▶ Enunciado a:
Segundo a entrevista com Wênia abaixo, em que mês e ano ela criou o grupo "As Bastianas"?

▶ Trecho selecionado:

━━━━

Site batera: Porque saiu do grupo "As bastianas", já que foi umas das criadoras? Pode falar?
Wênia: Criei o grupo "As Bastianas" em março de 1999, havia acabado de sair da Banda Labacé do Cantor Escurinho. Na época existia apenas dois grupos femininos ativos em João Pessoa, o Nossa Voz (grupo vocal) e a Banda Absurdos (de pop rock). Foi uma inovação para a época.  Atualmente existem muitas bandas em João Pessoa formada por mulheres como o Clã Brasil, Lírios do Gueto, Batuque de Saia, As Calungas, entre outras. Conduzi o grupo por dois anos até o momento em que foram morar em São Paulo. Já tinha meu emprego na Orquestra Sinfônica do Rio Grande do Norte. Muitas das minhas idéias estão no primeiro CD, embora não tenha gravado o primeiro CD na versão definitiva. Quando muitas das meninas saíram do grupo, fui convidada novamente para voltar, fiz temporada em São Paulo, onde fizemos os arranjos para o segundo CD. Ao longo dos anos, não me identifiquei mais com a proposta do grupo que não tinha mais os mesmos conceitos e objetivos iniciais. Muitas de minhas alunas também passaram pelo grupo. Hoje só tem uma pessoa da formação inicial e boa parte do grupo é formada por homens.
Site Batera: Quais são seus projetos para 2012?
Wênia: Este ano pretendo realizar o 5º Dia Percussivo/ Festival Paraíba Percussiva 2012, fazer a direção musical do primeiro CD do grupo Percussons com músicas inéditas para percussão de compositores paraibanos, gravar o segundo CD de Naldinho Braga com quem estarei tocando em alguns editais já selecionados. Pretendo concluir uma pós graduação em performance em Natal, dar continuidade a licenciatura em música na UFPB, participar da equipe de gravação do DVD sobre a vida e obra do músico paraibano Manoel Serafim, já falecido , que  foi da Banda de Jackson do Pandeiro. Fazer a temporada 2012 da Orquestra Sinfônica do Rio Grande do Norte, continuar com o trabalho de percussão sinfônica da Escola de Música Anthenor Navarro e continuar o trabalho de percussão popular através de oficinas nos bairros da capital paraibana. Tudo isso requer um planejamento muito organizado para poder além trabalho dar conta da casa, familia - dos meus pequenos filhotes Uirá (5 anos), Júlia (3 anos) e do marido que também é músico, do espírito (no centro que frequento há 7 anos) e da saúde pois estou com acompanhamento nutricional e físico, fazendo cerca de duas horas de musculação por dia para aguentar o pique e o stress das atividades diárias.

━━━━

▶ Linhas de dados:
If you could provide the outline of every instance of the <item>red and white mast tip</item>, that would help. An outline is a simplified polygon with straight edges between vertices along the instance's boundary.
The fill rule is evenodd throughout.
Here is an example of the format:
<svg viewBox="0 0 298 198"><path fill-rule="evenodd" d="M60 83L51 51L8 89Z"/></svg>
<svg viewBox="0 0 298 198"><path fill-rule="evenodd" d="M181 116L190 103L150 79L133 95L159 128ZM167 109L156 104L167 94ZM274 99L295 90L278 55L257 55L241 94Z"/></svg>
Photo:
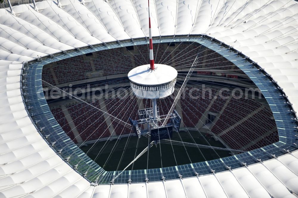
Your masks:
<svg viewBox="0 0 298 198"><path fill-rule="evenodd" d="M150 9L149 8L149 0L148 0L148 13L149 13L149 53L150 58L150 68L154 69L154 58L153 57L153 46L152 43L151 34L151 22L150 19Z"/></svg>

━━━━

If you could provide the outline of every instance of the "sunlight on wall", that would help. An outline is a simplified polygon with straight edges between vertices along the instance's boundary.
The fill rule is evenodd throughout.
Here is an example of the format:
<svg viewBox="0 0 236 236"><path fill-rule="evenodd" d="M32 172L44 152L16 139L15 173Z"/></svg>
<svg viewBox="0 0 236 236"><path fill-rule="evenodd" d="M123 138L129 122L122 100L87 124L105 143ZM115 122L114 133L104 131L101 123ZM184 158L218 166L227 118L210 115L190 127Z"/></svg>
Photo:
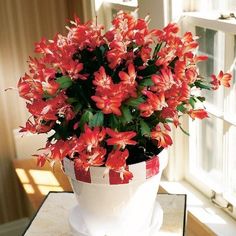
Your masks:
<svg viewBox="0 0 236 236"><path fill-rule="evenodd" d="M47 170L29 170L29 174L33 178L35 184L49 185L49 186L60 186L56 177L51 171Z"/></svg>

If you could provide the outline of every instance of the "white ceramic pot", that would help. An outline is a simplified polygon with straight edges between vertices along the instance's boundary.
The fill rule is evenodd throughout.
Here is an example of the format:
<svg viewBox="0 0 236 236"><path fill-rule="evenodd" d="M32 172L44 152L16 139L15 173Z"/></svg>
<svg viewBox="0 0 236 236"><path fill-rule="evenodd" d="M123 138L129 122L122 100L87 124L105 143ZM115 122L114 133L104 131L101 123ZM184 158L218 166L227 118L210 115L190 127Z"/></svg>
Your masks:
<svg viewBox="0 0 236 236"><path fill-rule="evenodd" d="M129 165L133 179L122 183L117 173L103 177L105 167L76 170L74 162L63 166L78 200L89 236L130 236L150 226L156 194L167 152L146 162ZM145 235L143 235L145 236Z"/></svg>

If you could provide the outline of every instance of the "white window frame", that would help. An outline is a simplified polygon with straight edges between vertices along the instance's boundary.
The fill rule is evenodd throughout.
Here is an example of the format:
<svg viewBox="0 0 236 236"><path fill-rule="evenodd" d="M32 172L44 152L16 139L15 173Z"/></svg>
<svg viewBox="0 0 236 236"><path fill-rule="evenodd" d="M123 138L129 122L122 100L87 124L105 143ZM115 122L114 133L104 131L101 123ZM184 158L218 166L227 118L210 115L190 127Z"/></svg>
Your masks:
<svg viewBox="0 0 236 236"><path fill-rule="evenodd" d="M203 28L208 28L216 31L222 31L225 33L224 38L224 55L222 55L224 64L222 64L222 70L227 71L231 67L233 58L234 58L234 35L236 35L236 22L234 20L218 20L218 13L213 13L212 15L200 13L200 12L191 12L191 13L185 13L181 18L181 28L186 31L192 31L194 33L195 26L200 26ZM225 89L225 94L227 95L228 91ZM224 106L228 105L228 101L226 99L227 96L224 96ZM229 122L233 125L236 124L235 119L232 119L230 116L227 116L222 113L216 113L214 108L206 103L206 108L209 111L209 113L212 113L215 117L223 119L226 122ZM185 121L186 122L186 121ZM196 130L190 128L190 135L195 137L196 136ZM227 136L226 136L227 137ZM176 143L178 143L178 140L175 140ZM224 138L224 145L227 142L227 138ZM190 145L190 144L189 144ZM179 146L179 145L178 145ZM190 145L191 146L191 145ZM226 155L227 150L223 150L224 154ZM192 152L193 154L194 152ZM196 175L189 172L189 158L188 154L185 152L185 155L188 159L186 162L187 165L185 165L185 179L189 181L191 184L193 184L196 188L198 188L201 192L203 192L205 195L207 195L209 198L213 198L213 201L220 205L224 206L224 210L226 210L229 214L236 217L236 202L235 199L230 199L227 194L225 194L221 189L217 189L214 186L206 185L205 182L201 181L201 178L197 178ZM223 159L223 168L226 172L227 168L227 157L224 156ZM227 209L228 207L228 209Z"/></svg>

━━━━

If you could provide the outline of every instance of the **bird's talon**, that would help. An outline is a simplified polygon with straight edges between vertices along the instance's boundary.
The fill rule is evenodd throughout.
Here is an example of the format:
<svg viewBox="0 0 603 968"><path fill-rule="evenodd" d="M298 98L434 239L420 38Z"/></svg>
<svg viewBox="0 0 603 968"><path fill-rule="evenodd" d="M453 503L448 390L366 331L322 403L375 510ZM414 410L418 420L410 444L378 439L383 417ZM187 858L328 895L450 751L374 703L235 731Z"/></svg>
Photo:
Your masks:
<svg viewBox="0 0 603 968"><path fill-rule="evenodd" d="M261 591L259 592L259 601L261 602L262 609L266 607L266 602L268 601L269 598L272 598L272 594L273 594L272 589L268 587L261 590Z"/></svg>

━━━━

▶ Enunciado b:
Apresente em uma tabela Markdown, com as colunas "Número" e "Linha", os registros que começam na linha que contém "of the <item>red" e terminam na linha que contém "9L149 8L149 0L148", incluindo as duas. Deixe de fora as linhas em branco e as imagens.

▶ Resolução a:
Em março de 1999.

▶ Resolução b:
| Número | Linha |
|---|---|
| 1 | If you could provide the outline of every instance of the <item>red and white mast tip</item>, that would help. An outline is a simplified polygon with straight edges between vertices along the instance's boundary. |
| 2 | The fill rule is evenodd throughout. |
| 3 | Here is an example of the format: |
| 4 | <svg viewBox="0 0 298 198"><path fill-rule="evenodd" d="M60 83L51 51L8 89Z"/></svg> |
| 5 | <svg viewBox="0 0 298 198"><path fill-rule="evenodd" d="M181 116L190 103L150 79L133 95L159 128ZM167 109L156 104L167 94ZM274 99L295 90L278 55L257 55L241 94Z"/></svg> |
| 6 | Photo: |
| 7 | Your masks: |
| 8 | <svg viewBox="0 0 298 198"><path fill-rule="evenodd" d="M150 9L149 8L149 0L148 0L148 13L149 13L149 53L150 58L150 68L154 69L154 58L153 57L153 46L152 43L151 34L151 22L150 19Z"/></svg> |